» **What to do**
Reproduce exactly, with no other output, every line of the data below from the line containing "the car taillight" to the end, inclusive.

============

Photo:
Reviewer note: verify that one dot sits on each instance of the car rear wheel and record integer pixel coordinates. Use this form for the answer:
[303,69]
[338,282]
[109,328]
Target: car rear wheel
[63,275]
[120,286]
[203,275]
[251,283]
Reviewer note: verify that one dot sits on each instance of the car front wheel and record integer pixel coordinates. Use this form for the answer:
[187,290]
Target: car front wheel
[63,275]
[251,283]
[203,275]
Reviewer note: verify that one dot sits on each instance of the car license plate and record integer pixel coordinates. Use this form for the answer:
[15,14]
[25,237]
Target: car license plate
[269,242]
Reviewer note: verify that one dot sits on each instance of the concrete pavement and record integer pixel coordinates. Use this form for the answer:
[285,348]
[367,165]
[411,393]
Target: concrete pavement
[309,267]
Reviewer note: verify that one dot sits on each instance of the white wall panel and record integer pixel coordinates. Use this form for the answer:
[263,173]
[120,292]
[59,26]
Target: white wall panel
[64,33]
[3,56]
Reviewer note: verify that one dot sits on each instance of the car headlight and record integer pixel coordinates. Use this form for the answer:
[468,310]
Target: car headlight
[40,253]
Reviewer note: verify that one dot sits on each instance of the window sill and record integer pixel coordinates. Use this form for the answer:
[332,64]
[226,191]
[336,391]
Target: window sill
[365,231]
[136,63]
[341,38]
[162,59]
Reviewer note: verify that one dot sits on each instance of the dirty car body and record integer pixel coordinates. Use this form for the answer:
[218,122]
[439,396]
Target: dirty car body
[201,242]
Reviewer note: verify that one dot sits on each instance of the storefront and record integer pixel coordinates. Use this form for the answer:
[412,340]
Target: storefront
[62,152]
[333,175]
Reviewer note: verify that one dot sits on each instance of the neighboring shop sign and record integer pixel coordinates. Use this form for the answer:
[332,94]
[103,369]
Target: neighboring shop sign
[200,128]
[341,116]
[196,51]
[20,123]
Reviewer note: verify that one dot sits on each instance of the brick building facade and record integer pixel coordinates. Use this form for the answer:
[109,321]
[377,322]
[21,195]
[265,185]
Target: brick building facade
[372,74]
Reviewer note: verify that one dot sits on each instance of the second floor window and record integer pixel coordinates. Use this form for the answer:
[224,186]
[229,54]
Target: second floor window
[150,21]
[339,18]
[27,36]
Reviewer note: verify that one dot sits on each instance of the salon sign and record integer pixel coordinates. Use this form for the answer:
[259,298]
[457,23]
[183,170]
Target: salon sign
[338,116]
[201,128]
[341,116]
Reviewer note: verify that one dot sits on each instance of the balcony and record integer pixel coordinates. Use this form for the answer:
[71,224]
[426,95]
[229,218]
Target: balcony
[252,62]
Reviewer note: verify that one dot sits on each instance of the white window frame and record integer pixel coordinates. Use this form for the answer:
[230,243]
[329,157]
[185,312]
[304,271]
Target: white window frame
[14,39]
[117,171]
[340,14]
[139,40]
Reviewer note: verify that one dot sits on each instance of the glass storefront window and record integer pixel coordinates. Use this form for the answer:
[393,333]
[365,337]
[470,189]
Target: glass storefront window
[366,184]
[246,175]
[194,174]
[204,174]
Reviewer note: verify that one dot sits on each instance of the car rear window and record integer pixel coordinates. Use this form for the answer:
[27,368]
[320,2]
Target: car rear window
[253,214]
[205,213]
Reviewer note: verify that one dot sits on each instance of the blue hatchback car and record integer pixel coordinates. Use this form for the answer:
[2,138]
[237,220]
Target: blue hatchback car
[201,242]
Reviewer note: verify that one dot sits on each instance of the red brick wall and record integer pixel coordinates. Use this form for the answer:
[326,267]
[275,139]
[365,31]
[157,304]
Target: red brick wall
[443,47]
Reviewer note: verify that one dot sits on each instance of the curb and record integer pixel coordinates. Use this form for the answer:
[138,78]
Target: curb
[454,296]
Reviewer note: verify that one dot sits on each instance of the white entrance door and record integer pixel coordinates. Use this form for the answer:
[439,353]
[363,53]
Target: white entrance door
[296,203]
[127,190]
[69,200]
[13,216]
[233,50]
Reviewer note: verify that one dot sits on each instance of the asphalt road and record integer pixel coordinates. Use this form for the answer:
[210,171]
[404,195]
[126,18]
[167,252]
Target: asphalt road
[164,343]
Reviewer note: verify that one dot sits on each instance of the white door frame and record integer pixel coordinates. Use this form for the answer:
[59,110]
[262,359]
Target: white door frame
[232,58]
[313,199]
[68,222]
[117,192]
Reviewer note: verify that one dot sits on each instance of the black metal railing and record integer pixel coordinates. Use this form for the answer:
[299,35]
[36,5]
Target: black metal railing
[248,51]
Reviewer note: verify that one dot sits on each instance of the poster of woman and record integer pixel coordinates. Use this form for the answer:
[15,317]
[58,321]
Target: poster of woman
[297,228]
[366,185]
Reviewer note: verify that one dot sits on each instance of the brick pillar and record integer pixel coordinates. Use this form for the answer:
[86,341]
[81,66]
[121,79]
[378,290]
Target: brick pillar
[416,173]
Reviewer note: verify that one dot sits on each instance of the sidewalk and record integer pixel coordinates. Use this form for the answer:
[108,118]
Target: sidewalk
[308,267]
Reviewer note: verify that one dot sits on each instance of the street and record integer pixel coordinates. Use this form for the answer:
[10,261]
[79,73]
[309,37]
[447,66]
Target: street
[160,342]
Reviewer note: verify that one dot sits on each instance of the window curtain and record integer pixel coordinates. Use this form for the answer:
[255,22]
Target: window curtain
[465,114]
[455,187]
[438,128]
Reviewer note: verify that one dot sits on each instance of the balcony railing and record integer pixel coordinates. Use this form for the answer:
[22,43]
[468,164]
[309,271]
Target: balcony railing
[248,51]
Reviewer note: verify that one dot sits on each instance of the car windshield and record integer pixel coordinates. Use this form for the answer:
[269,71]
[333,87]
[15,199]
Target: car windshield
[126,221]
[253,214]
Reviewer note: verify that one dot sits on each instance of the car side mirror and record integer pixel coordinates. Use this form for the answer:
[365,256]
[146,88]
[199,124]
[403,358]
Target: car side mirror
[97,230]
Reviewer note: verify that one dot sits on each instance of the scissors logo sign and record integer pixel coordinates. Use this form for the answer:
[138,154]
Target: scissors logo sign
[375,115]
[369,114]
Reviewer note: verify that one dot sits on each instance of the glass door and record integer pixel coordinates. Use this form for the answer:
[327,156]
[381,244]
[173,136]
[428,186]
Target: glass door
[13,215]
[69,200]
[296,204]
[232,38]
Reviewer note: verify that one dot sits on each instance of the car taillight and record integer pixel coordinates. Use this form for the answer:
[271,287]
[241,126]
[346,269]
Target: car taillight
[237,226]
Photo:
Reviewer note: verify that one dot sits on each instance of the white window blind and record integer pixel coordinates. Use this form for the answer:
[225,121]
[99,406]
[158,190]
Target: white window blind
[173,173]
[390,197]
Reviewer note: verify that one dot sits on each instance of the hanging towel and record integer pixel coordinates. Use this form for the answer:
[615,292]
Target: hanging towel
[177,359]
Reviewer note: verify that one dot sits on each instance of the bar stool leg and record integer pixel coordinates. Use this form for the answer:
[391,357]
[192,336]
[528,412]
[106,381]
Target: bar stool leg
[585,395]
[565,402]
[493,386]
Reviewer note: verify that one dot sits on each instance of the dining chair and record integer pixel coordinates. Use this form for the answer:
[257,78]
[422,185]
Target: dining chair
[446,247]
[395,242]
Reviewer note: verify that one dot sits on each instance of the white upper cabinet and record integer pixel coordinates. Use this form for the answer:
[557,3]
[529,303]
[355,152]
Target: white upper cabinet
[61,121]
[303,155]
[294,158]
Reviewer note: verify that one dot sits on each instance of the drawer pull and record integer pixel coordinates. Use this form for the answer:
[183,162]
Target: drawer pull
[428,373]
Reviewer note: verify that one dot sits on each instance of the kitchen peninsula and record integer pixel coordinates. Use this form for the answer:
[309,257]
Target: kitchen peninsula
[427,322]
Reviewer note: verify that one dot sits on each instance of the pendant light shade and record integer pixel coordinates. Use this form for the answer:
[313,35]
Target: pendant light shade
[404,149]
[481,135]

============

» **The output**
Reviewer note: verify that one dot sits on each instance of the car taillight and record integer pixel coordinates. Use this form for the answer:
[271,287]
[241,126]
[346,269]
Target: car taillight
[237,226]
Photo:
Reviewer note: verify that one dot sits on each instance of the white window blind and record integer pixel coordinates. Use this form for the answer:
[225,121]
[99,406]
[158,190]
Target: white window blind
[173,173]
[390,197]
Reviewer note: verify that one dot sits on each instance of the hanging towel and record integer pixel coordinates. Use this form for the answer:
[615,292]
Target: hanging towel
[177,359]
Reviewer note: verify that one dot sits on each instance of the bar stool leg and record integer pixel coordinates. Use this form for the answer:
[391,357]
[192,336]
[528,412]
[106,381]
Target: bar stool leg
[585,395]
[565,402]
[493,386]
Reviewer note: verify that one dot sits on each instance of the dining chair and record integer pixel coordinates. Use this form for the answer:
[257,78]
[422,185]
Target: dining chair
[446,247]
[395,242]
Reviewer note: verify that one dot sits on each instance of the white upper cabinet and record integer pixel coordinates. Use this form for the answer:
[557,3]
[529,303]
[355,152]
Target: white upper cabinet
[61,121]
[303,155]
[294,158]
Reviewer note: verify that one dot sits on each instance of the drawer pull and record integer pixel coordinates. Use this form for the answer:
[183,162]
Target: drawer pull
[428,373]
Reviewer note: verify that one dot sits on each instance of the kitchen peninsula and record integer pixel coordinates. Use this form for the answer:
[309,257]
Target: kitchen peninsula
[427,322]
Reviewer note: verify that one dot sits on each instance of the pendant light shade and record integer pixel coordinates. Use this form for the answer:
[313,35]
Target: pendant light shade
[404,149]
[481,135]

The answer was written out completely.